* start Material for this exercise *

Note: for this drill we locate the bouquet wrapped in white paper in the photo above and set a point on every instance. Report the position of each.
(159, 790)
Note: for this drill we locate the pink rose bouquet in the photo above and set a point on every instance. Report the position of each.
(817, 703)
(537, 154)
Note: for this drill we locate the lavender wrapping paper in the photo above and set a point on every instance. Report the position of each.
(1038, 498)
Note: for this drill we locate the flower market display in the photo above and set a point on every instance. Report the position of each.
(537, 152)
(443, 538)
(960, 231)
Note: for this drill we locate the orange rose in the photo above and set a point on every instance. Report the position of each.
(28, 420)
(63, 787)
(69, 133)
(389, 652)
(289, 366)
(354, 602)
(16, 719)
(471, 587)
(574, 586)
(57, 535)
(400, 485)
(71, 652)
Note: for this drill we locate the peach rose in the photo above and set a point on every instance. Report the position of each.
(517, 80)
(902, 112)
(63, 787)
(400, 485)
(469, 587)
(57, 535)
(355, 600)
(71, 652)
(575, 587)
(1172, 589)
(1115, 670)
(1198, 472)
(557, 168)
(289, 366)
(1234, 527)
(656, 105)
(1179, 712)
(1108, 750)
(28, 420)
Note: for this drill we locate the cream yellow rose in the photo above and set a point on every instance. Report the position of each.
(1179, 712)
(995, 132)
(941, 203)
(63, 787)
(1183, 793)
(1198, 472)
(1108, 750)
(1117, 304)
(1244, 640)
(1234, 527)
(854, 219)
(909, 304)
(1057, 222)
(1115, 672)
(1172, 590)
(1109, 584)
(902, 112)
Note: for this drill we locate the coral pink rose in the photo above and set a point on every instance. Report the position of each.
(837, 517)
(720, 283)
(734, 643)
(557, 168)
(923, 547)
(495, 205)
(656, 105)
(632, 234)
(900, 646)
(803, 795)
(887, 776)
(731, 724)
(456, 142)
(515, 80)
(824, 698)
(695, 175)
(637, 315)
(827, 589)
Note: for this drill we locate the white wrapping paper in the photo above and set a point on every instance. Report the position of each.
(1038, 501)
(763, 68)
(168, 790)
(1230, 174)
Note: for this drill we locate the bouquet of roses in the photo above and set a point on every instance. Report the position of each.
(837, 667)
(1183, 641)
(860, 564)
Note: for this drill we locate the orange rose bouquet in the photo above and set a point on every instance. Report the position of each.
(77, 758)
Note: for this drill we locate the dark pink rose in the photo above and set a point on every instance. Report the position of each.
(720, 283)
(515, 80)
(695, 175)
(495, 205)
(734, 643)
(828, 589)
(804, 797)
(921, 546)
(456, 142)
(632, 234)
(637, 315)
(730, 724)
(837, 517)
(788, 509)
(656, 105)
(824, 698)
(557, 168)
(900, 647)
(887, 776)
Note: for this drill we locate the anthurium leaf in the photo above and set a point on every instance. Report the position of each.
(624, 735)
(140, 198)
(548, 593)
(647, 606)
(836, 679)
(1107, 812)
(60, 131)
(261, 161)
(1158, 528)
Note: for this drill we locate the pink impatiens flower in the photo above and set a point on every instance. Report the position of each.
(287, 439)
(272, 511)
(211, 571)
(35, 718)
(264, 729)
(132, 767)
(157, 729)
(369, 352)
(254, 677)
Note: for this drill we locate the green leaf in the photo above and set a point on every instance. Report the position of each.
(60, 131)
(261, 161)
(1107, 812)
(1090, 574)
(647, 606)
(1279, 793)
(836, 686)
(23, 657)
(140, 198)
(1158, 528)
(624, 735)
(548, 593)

* end Material for this exercise *

● **Do this**
Convert every line of the data above into a JSON array of strings, one string per line, leaving out blank lines.

● **Finished answer**
[
  "Note: for this drill we locate the bouquet wrapped in white paper in the photo above and set a point on every instance. Report the position of each.",
  "(159, 790)",
  "Note: for this drill we locate the pink rose bouquet in the photo above and set a point on every instance. Report the position of each.",
  "(817, 703)",
  "(537, 154)",
  "Note: for this drill we locate the lavender wrapping paper in the photo above and set a point on every instance. Report the position of each.",
  "(1038, 498)",
  "Note: for this drill we locate the flower market display in the photo above and set a point on every instance. Report the position of each.",
  "(537, 152)",
  "(443, 538)",
  "(960, 231)",
  "Note: for this drill we locate the orange rose in the photo above and set a point on every instance. Report the position of each.",
  "(28, 420)",
  "(63, 787)",
  "(69, 133)",
  "(389, 652)",
  "(289, 366)",
  "(354, 602)",
  "(16, 719)",
  "(471, 587)",
  "(574, 586)",
  "(57, 535)",
  "(400, 485)",
  "(71, 652)",
  "Note: for this drill we locate the peach rose in the photo above and set a point on every instance. Report the position of each.",
  "(517, 80)",
  "(902, 112)",
  "(63, 787)",
  "(400, 485)",
  "(469, 587)",
  "(57, 535)",
  "(355, 600)",
  "(71, 652)",
  "(575, 587)",
  "(1172, 589)",
  "(1115, 670)",
  "(1198, 472)",
  "(557, 168)",
  "(289, 366)",
  "(1234, 527)",
  "(656, 105)",
  "(1179, 712)",
  "(1108, 750)",
  "(28, 420)",
  "Note: for this drill we locate the cream yellow rose in the photo above and set a point on every instance. Report the position of each.",
  "(1179, 712)",
  "(995, 132)",
  "(941, 203)",
  "(63, 787)",
  "(1183, 793)",
  "(1198, 472)",
  "(1108, 750)",
  "(1117, 304)",
  "(1244, 640)",
  "(1234, 527)",
  "(854, 219)",
  "(909, 304)",
  "(1057, 222)",
  "(1115, 672)",
  "(1172, 590)",
  "(1109, 584)",
  "(902, 112)",
  "Note: for this drill we locate the coral pink rose in the photo above and set a point on every instance. Report the position of each.",
  "(837, 517)",
  "(720, 283)",
  "(734, 643)",
  "(557, 168)",
  "(923, 547)",
  "(495, 205)",
  "(656, 105)",
  "(632, 234)",
  "(900, 646)",
  "(803, 795)",
  "(887, 776)",
  "(731, 724)",
  "(456, 142)",
  "(515, 80)",
  "(824, 698)",
  "(695, 175)",
  "(637, 315)",
  "(827, 589)",
  "Note: for this drill we locate the white wrapping paper in the photo above and set a point on every instance. Report the position of each.",
  "(1038, 501)",
  "(763, 68)",
  "(168, 790)",
  "(1230, 174)",
  "Note: for this drill we locate the bouquet of roses in the photo above and set a point on every instance. Report the position of each.",
  "(837, 667)",
  "(1183, 641)",
  "(860, 564)",
  "Note: for this drill we locate the orange rose bouquet in the photo above and set a point on every instance. Report the position of each.",
  "(77, 758)",
  "Note: for this drill we locate the dark pink rose in the photo above and set a point on every instance. Report the position of each.",
  "(720, 283)",
  "(515, 80)",
  "(695, 175)",
  "(495, 205)",
  "(734, 643)",
  "(828, 589)",
  "(804, 797)",
  "(921, 546)",
  "(456, 142)",
  "(632, 234)",
  "(637, 315)",
  "(730, 724)",
  "(837, 517)",
  "(788, 509)",
  "(656, 105)",
  "(824, 698)",
  "(557, 168)",
  "(900, 647)",
  "(887, 776)",
  "Note: for this drill we locate the anthurium leaf in the photo above and set a point on every instance. Report the position of each.",
  "(624, 735)",
  "(140, 198)",
  "(548, 593)",
  "(647, 606)",
  "(836, 679)",
  "(1107, 812)",
  "(60, 131)",
  "(261, 161)",
  "(1158, 528)",
  "Note: for this drill we locate the pink impatiens flower in the photo above and set a point on every instance. Report the position of each.",
  "(287, 439)",
  "(272, 511)",
  "(211, 571)",
  "(35, 718)",
  "(264, 729)",
  "(132, 767)",
  "(157, 729)",
  "(369, 352)",
  "(254, 677)",
  "Note: for this drill we locate the green leaf in the photo above and set a point on every instance. Report the position of each.",
  "(60, 131)",
  "(261, 161)",
  "(1107, 812)",
  "(1090, 574)",
  "(647, 606)",
  "(1279, 793)",
  "(836, 686)",
  "(23, 657)",
  "(140, 198)",
  "(1158, 528)",
  "(624, 735)",
  "(548, 593)"
]